▶ Given records

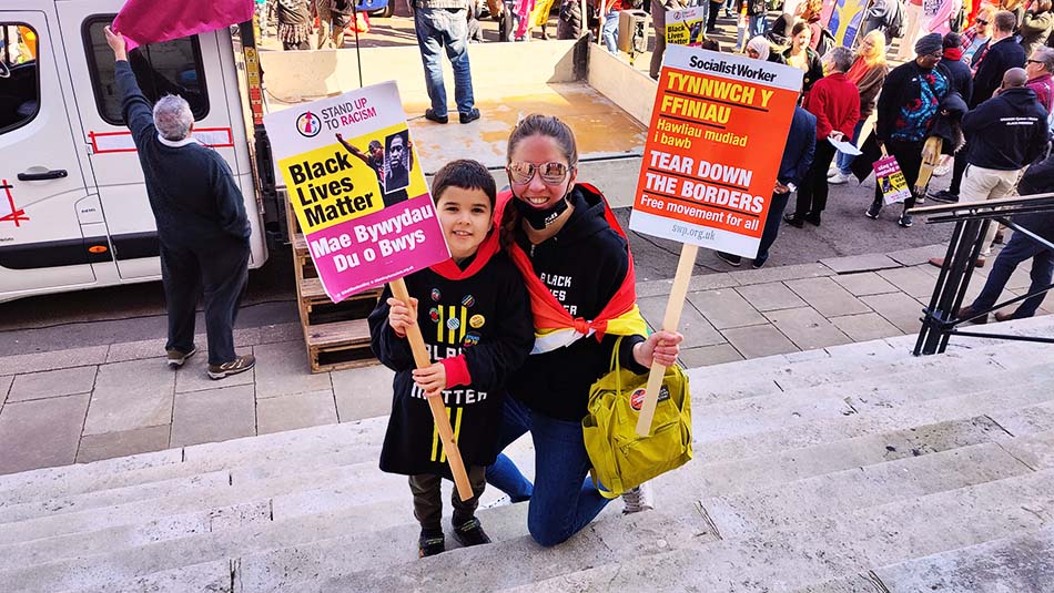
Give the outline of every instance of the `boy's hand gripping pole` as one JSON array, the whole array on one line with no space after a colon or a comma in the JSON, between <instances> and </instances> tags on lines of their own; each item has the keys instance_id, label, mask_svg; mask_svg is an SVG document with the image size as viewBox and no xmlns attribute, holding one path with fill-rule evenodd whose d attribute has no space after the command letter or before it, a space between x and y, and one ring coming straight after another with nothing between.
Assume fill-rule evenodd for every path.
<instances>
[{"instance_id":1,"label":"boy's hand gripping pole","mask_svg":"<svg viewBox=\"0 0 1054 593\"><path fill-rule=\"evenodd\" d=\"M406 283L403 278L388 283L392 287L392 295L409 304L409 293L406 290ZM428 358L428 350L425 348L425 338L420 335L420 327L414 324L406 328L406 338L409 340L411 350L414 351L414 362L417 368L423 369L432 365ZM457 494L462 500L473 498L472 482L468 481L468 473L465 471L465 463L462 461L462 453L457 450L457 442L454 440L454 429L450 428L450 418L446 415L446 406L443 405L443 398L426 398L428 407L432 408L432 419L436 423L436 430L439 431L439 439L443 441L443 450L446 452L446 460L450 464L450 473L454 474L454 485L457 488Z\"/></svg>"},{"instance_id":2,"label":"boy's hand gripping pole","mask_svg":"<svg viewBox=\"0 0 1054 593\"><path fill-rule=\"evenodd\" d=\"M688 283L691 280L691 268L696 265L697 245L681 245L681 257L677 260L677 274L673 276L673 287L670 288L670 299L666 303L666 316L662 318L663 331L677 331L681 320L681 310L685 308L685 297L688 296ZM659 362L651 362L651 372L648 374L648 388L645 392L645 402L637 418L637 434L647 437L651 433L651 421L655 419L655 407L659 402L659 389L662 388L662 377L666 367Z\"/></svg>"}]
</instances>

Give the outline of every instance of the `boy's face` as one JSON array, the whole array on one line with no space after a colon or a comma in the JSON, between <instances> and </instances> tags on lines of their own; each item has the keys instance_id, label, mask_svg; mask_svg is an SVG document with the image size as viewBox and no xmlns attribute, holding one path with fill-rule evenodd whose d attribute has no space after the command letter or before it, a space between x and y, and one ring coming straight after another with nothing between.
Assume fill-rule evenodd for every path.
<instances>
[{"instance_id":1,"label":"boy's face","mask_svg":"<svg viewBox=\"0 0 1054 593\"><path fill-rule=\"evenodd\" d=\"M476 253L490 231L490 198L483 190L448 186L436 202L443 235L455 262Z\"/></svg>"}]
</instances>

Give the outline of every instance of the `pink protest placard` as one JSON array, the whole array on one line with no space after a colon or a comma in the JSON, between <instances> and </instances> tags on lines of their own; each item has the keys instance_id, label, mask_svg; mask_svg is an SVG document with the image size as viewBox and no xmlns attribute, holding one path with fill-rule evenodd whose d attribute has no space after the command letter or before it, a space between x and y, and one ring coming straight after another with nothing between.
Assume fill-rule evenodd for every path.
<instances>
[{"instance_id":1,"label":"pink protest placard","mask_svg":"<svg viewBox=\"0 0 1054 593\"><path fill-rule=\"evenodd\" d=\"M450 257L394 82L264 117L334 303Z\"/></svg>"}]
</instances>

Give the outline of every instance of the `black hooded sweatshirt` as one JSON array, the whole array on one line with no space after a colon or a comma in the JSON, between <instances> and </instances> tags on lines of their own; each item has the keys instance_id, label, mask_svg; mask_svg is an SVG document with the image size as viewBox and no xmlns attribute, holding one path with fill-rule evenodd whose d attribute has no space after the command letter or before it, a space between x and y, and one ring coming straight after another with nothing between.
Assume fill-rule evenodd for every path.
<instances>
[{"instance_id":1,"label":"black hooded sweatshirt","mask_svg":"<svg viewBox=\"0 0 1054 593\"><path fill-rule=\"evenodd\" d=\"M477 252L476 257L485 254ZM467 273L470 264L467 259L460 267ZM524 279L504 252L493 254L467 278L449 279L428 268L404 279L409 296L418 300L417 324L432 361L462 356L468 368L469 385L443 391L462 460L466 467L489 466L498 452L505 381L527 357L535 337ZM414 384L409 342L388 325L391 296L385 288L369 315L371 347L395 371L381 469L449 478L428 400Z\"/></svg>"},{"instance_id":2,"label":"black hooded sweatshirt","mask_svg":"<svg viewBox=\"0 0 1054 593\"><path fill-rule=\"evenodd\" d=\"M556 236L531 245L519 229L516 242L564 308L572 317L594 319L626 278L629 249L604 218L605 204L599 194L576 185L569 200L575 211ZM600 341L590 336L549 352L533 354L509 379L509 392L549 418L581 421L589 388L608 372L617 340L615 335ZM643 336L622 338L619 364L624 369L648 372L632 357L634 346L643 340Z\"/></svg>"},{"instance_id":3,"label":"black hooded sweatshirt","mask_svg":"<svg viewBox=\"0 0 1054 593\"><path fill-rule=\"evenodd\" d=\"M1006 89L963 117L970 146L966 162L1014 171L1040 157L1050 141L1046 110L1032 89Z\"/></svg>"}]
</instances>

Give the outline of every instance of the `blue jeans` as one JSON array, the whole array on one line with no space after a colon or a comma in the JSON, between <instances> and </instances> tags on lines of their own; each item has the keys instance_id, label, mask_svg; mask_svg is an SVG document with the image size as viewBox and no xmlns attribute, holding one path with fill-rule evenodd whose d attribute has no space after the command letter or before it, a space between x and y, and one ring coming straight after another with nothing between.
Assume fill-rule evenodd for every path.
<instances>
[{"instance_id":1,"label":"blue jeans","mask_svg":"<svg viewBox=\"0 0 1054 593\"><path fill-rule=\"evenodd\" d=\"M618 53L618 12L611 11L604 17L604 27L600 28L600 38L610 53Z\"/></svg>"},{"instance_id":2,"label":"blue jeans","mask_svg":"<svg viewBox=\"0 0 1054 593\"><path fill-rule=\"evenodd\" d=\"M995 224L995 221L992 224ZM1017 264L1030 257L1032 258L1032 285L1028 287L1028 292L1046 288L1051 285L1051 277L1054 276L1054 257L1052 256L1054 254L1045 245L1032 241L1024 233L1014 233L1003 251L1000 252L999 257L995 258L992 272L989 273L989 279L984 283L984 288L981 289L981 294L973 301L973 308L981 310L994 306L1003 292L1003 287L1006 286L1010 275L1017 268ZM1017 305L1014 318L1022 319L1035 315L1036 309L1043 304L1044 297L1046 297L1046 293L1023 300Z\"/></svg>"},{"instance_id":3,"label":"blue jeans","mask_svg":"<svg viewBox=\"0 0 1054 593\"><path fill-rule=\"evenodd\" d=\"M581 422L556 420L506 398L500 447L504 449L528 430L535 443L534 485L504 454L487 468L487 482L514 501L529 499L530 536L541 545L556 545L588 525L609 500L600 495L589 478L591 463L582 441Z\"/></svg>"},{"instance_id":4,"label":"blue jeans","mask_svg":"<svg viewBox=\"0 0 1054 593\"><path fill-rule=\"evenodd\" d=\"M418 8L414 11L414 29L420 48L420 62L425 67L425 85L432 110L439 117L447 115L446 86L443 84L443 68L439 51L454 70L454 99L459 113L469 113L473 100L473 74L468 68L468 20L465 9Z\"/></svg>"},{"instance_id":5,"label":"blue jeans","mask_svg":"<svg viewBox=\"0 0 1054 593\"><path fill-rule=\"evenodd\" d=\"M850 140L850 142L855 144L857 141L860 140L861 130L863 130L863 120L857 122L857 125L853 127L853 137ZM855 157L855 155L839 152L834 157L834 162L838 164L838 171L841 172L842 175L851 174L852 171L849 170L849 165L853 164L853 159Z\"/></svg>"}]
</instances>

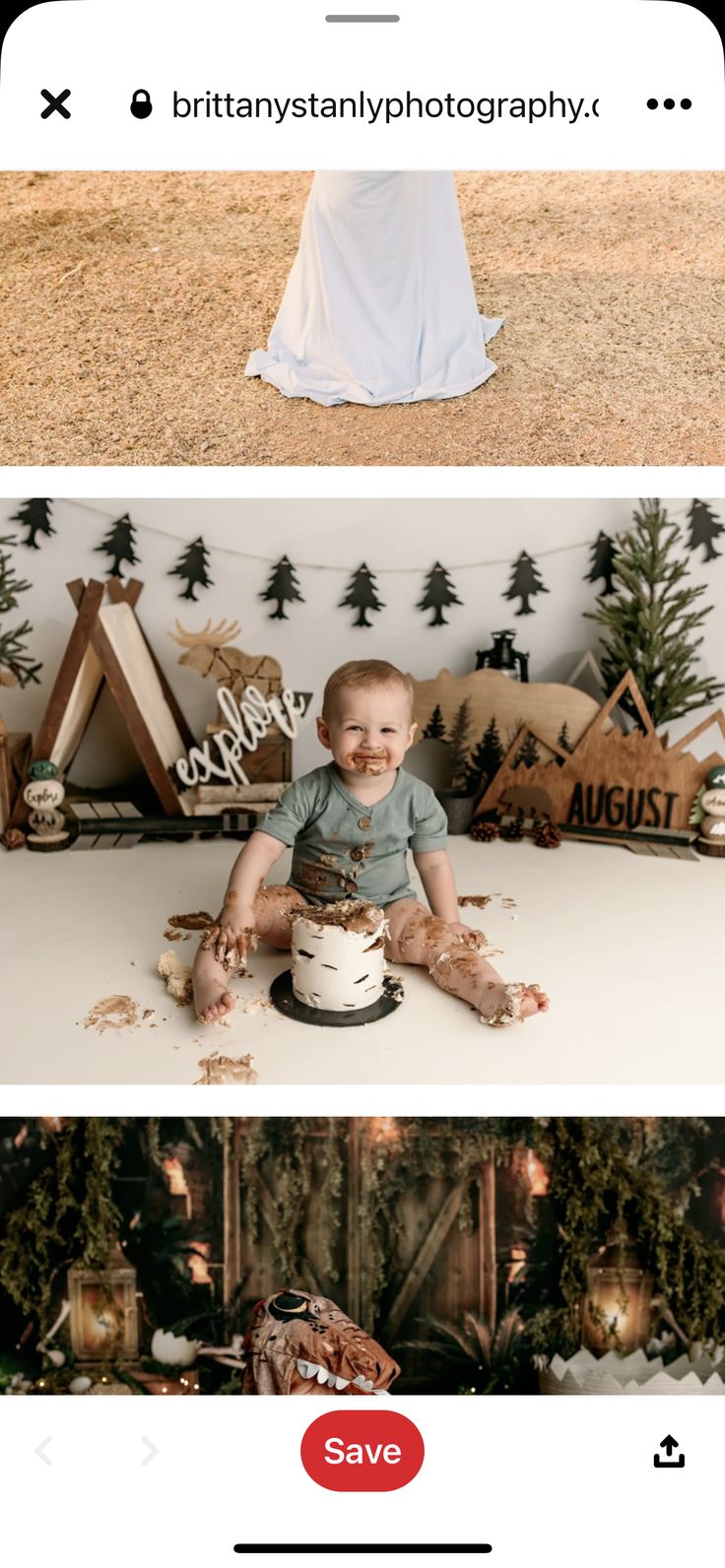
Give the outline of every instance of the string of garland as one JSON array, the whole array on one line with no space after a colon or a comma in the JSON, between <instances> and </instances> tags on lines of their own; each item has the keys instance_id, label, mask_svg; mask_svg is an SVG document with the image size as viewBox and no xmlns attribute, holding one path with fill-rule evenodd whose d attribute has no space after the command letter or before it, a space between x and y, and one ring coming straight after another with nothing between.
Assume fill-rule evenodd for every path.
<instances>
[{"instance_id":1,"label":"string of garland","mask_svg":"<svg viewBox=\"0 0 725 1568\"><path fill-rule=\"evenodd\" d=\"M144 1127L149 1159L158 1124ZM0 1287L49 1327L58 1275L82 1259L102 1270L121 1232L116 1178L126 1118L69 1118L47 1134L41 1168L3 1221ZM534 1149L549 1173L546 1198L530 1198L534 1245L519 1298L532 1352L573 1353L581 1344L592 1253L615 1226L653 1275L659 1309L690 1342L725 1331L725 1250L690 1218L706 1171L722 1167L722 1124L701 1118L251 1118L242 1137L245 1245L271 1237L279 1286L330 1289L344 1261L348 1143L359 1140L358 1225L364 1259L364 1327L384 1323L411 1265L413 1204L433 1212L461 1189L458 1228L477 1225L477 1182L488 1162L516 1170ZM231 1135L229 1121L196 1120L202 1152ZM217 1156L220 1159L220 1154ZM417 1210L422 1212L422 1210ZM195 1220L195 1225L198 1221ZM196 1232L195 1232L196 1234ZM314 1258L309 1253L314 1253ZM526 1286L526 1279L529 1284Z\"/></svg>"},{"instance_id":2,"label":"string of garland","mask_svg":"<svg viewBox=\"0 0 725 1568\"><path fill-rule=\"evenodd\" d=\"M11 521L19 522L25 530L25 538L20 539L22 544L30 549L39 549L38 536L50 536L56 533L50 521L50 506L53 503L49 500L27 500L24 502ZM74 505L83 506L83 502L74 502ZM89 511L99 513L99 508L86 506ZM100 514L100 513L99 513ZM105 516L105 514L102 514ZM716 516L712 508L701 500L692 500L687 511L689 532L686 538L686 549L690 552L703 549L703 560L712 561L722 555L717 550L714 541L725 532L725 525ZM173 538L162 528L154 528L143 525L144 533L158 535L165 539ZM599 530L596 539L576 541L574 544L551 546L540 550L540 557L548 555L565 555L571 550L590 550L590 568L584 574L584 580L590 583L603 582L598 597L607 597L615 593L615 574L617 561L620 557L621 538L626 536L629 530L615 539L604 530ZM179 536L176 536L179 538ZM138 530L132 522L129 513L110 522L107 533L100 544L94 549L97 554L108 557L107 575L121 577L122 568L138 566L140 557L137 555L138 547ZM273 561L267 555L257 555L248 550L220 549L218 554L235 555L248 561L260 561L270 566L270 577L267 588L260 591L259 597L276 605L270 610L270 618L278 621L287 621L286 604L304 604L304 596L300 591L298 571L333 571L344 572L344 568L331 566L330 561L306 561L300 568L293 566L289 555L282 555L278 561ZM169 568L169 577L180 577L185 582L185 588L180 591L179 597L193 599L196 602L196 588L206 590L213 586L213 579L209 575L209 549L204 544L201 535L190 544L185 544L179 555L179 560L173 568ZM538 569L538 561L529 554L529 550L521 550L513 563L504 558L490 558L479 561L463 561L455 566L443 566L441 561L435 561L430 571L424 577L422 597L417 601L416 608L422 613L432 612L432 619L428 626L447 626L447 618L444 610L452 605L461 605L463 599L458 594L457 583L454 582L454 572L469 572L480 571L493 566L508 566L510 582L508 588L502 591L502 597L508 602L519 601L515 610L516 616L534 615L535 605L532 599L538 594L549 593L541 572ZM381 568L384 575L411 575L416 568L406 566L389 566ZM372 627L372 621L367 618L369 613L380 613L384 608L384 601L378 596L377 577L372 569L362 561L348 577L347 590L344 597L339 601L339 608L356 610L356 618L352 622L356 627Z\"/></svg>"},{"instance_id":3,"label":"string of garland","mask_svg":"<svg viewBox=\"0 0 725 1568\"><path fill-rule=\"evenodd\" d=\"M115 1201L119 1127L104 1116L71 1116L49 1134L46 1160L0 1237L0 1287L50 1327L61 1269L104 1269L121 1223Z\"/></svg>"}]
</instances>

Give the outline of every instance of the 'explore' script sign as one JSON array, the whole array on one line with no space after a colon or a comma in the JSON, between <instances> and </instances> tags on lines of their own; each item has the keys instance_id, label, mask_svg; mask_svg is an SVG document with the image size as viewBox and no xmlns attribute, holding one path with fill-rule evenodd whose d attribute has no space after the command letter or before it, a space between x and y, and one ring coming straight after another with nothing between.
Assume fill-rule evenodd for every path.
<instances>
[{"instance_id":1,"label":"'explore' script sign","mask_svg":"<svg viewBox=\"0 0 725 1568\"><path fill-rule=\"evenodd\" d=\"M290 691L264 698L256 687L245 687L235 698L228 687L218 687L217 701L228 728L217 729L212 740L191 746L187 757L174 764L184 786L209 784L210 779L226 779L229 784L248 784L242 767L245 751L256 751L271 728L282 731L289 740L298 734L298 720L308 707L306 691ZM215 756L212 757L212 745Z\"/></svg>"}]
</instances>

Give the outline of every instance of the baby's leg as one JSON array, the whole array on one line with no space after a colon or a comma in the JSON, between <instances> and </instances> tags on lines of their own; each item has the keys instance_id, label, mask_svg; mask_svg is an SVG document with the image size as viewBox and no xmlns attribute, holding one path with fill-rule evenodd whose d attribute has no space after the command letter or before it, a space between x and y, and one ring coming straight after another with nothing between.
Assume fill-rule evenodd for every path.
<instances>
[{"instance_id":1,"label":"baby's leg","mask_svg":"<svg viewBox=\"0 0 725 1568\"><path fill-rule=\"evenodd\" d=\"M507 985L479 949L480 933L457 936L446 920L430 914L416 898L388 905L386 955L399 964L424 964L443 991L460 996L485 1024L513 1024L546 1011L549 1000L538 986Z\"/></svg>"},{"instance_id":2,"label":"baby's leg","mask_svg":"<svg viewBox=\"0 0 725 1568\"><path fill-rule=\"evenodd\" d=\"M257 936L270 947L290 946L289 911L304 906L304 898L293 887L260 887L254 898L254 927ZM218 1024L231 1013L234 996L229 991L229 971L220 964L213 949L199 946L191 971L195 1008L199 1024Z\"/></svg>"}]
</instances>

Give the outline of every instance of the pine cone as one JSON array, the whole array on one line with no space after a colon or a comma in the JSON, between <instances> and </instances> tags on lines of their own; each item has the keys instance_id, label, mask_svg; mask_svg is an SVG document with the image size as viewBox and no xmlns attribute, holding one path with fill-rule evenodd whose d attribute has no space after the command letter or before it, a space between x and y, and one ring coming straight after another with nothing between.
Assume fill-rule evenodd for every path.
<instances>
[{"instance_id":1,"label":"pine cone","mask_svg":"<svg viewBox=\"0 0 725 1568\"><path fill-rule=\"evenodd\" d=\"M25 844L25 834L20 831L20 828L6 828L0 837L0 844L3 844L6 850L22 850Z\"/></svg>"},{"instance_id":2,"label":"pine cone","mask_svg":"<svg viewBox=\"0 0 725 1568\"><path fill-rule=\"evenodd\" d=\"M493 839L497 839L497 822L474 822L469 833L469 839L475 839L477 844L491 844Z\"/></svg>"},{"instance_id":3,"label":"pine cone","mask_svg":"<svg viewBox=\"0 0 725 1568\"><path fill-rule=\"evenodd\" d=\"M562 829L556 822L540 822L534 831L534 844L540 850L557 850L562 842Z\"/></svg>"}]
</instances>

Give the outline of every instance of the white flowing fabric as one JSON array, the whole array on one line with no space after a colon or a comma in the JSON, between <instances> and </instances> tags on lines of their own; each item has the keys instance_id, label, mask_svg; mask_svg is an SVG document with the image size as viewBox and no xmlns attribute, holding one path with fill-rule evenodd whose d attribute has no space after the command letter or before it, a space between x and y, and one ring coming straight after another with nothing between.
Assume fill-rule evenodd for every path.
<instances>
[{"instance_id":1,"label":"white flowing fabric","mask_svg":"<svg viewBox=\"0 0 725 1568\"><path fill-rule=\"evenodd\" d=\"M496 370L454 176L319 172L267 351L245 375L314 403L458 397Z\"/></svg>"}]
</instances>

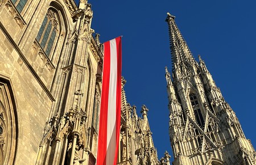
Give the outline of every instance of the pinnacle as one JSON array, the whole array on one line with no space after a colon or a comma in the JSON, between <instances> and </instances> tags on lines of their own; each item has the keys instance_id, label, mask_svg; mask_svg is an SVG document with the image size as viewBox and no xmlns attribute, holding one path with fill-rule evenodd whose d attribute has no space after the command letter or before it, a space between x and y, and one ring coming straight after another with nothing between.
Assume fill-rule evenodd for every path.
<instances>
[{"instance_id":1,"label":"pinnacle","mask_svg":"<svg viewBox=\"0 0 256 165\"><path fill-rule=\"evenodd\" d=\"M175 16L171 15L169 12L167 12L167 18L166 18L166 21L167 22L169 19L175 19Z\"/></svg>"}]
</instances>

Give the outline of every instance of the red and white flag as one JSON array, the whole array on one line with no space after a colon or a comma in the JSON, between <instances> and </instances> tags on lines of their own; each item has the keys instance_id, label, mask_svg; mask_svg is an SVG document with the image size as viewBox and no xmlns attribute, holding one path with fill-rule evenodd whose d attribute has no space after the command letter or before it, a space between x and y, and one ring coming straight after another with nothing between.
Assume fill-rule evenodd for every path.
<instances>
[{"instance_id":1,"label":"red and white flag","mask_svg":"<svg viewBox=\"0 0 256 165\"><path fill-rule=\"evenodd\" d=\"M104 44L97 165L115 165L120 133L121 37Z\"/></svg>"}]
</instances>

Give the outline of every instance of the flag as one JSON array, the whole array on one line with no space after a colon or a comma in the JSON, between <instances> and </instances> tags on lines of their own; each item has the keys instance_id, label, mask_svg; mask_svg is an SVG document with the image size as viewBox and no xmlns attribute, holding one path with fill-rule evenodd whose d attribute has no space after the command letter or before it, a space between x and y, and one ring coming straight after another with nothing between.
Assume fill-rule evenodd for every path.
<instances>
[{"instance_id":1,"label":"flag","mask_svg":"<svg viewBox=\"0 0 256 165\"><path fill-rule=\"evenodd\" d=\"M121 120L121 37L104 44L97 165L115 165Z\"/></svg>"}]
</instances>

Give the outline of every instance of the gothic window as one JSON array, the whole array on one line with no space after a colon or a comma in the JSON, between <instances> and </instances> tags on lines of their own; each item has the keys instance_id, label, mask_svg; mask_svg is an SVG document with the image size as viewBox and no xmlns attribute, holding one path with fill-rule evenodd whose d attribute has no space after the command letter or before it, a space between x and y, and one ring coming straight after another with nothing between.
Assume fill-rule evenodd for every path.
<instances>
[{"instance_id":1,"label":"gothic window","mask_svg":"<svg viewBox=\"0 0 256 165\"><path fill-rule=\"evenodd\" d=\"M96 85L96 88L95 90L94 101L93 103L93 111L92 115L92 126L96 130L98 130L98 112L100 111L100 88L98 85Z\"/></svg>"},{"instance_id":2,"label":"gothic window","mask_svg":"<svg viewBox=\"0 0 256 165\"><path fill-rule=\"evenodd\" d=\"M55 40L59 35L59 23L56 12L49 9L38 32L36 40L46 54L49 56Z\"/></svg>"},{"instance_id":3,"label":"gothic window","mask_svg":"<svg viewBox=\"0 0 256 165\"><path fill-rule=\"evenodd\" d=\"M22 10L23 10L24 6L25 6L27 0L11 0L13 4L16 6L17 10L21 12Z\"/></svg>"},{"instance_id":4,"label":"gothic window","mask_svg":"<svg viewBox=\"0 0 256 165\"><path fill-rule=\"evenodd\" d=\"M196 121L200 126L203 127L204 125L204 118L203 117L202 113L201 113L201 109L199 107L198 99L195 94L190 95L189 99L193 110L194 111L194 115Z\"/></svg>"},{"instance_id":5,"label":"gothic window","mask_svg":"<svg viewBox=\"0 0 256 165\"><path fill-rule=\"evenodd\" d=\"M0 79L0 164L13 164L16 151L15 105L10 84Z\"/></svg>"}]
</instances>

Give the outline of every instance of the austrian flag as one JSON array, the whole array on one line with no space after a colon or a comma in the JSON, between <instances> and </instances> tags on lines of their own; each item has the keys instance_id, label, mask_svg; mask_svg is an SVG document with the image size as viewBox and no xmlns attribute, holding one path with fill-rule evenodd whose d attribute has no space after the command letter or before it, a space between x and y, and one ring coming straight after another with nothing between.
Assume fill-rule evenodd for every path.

▶ Short exercise
Your output consists solely of the lines from the one with "Give the outline of every instance of the austrian" through the last line, copied exactly.

▶ Answer to the task
Give the outline of every instance of the austrian flag as one JSON array, the whole array on one line with no space after a colon or a comma in the JSON, between <instances> and </instances> tags on lines of their own; each item has the keys instance_id, label, mask_svg; mask_svg is an SVG document with the image size as viewBox and no xmlns attribute, holding one path with fill-rule evenodd whose d attribute has no space after the command letter or before it, a space between x and y, and one ring coming straight after another with nothing between.
Assume fill-rule evenodd for every path.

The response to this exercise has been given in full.